* **Stated goal**
Please copy down everything from the first line of the data below down to the line containing "[(259, 39)]", including both of those lines, without changing anything.
+---+
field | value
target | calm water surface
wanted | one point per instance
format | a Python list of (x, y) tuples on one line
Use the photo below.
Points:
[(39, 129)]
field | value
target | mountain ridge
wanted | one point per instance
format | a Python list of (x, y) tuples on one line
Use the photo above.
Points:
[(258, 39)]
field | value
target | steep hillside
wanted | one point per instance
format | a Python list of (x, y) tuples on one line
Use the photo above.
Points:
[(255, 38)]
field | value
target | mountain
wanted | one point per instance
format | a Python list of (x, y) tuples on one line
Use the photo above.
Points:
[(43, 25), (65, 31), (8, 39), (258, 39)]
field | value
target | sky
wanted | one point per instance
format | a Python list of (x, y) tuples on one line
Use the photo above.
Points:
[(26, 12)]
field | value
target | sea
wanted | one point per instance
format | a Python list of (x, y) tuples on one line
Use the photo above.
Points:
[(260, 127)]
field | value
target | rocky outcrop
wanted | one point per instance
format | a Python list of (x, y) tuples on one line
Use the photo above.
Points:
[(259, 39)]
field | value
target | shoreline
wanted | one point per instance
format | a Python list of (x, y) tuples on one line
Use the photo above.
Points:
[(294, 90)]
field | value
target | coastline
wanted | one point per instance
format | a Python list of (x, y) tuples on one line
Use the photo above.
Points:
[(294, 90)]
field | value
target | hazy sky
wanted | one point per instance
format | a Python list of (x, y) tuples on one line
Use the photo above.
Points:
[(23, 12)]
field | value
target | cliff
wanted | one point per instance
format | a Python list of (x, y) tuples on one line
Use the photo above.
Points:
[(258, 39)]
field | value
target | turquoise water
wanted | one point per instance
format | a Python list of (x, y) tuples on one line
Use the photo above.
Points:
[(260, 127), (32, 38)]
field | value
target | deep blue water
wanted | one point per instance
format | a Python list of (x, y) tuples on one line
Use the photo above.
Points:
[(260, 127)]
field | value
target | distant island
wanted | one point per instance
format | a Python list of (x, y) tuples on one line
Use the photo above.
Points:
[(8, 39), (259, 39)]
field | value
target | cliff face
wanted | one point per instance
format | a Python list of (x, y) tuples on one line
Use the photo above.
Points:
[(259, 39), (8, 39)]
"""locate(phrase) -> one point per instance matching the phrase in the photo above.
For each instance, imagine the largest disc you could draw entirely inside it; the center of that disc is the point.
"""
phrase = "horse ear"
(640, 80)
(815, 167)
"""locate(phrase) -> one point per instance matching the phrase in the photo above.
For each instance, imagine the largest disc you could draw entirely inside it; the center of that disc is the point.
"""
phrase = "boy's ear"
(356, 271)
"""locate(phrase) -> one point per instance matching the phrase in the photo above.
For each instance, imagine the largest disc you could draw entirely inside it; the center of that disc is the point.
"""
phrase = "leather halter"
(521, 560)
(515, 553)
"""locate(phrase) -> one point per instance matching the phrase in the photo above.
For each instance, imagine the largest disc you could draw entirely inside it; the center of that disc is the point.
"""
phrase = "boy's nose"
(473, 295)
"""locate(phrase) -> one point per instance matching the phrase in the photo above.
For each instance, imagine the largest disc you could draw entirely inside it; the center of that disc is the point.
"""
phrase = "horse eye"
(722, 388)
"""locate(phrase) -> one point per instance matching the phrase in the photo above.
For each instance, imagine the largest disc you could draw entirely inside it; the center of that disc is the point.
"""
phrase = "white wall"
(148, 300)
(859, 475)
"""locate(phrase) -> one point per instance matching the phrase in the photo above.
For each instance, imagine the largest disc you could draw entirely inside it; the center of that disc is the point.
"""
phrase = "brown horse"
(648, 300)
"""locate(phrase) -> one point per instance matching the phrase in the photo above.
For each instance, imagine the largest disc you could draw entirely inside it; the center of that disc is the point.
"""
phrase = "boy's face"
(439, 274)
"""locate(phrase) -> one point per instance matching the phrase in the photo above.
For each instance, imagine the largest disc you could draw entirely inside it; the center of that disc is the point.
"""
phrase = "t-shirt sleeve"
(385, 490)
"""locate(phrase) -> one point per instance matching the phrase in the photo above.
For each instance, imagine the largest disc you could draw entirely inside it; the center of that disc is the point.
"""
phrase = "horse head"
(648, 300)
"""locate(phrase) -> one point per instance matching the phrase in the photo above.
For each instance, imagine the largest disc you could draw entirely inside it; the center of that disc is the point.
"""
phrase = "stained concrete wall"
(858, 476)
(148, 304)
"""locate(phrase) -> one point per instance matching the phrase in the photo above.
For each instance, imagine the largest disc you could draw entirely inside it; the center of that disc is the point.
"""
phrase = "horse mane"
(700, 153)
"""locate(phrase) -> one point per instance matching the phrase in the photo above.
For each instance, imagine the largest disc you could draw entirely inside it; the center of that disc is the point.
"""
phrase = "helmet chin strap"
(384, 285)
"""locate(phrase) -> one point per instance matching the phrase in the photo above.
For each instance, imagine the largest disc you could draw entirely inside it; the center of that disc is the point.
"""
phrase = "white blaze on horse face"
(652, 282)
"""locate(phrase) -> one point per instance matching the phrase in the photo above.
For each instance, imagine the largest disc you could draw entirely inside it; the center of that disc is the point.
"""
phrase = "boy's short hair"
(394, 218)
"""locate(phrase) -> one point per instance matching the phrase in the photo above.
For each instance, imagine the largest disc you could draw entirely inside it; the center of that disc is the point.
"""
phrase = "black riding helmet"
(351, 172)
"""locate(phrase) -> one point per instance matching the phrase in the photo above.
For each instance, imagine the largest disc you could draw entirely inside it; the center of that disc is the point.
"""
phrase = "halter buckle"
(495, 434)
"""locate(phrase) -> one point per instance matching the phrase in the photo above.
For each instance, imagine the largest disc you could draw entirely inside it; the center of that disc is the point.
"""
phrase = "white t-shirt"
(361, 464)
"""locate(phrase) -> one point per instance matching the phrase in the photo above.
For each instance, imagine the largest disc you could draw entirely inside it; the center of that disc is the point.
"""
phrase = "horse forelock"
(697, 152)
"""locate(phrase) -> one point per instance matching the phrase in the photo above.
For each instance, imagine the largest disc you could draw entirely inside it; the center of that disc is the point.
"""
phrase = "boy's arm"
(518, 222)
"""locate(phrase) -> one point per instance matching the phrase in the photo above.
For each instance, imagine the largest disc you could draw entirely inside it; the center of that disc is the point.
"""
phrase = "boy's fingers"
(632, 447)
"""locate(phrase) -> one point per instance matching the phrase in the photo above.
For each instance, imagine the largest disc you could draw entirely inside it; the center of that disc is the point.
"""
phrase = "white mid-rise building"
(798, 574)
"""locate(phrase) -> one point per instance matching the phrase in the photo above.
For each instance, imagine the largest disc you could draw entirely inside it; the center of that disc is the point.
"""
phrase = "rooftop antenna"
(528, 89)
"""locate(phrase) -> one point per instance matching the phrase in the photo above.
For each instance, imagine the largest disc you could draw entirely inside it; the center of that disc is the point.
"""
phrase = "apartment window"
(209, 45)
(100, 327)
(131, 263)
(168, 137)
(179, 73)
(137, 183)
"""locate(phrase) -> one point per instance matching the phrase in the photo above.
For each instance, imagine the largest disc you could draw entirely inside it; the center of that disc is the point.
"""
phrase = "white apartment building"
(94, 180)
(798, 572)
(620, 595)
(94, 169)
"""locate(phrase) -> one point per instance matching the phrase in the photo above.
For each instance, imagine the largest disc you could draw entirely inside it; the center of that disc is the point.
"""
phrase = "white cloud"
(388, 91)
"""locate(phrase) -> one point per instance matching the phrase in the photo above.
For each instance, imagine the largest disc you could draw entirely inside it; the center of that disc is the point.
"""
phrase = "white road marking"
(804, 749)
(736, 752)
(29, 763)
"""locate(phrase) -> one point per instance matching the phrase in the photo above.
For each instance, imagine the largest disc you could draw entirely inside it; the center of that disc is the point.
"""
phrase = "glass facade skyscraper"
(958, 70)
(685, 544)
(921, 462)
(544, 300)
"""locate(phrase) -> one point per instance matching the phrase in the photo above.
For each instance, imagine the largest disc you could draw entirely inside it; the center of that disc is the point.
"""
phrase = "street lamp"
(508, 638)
+---+
* **Worked solution**
field | value
target | calm water surface
wanted | one point per instance
format | a Python list of (x, y) tuples on one line
Use the photo below.
Points:
[(39, 129)]
field | value
target | mountain ridge
wanted | one point per instance
format | a Python list of (x, y) tuples on one line
Use the photo above.
Points:
[(258, 39)]
field | value
target | steep hillside
wanted | one point per instance
format | a Python list of (x, y) tuples on one line
Use the photo above.
Points:
[(255, 38)]
field | value
target | mountain
wanted | one point per instance
format | a Python list of (x, y) tuples on one line
Use the photo above.
Points:
[(43, 25), (65, 31), (8, 39), (258, 39)]
field | value
target | sky
wanted | one point per instance
format | a Python list of (x, y) tuples on one line
Use the photo above.
Points:
[(26, 12)]
field | value
target | sea
wanted | one point per instance
format | a Python list of (x, y) tuples on one line
Use the photo above.
Points:
[(260, 127)]
field | value
target | rocky outcrop
wanted | one point per instance
format | a Python list of (x, y) tuples on one line
Use the photo above.
Points:
[(259, 39)]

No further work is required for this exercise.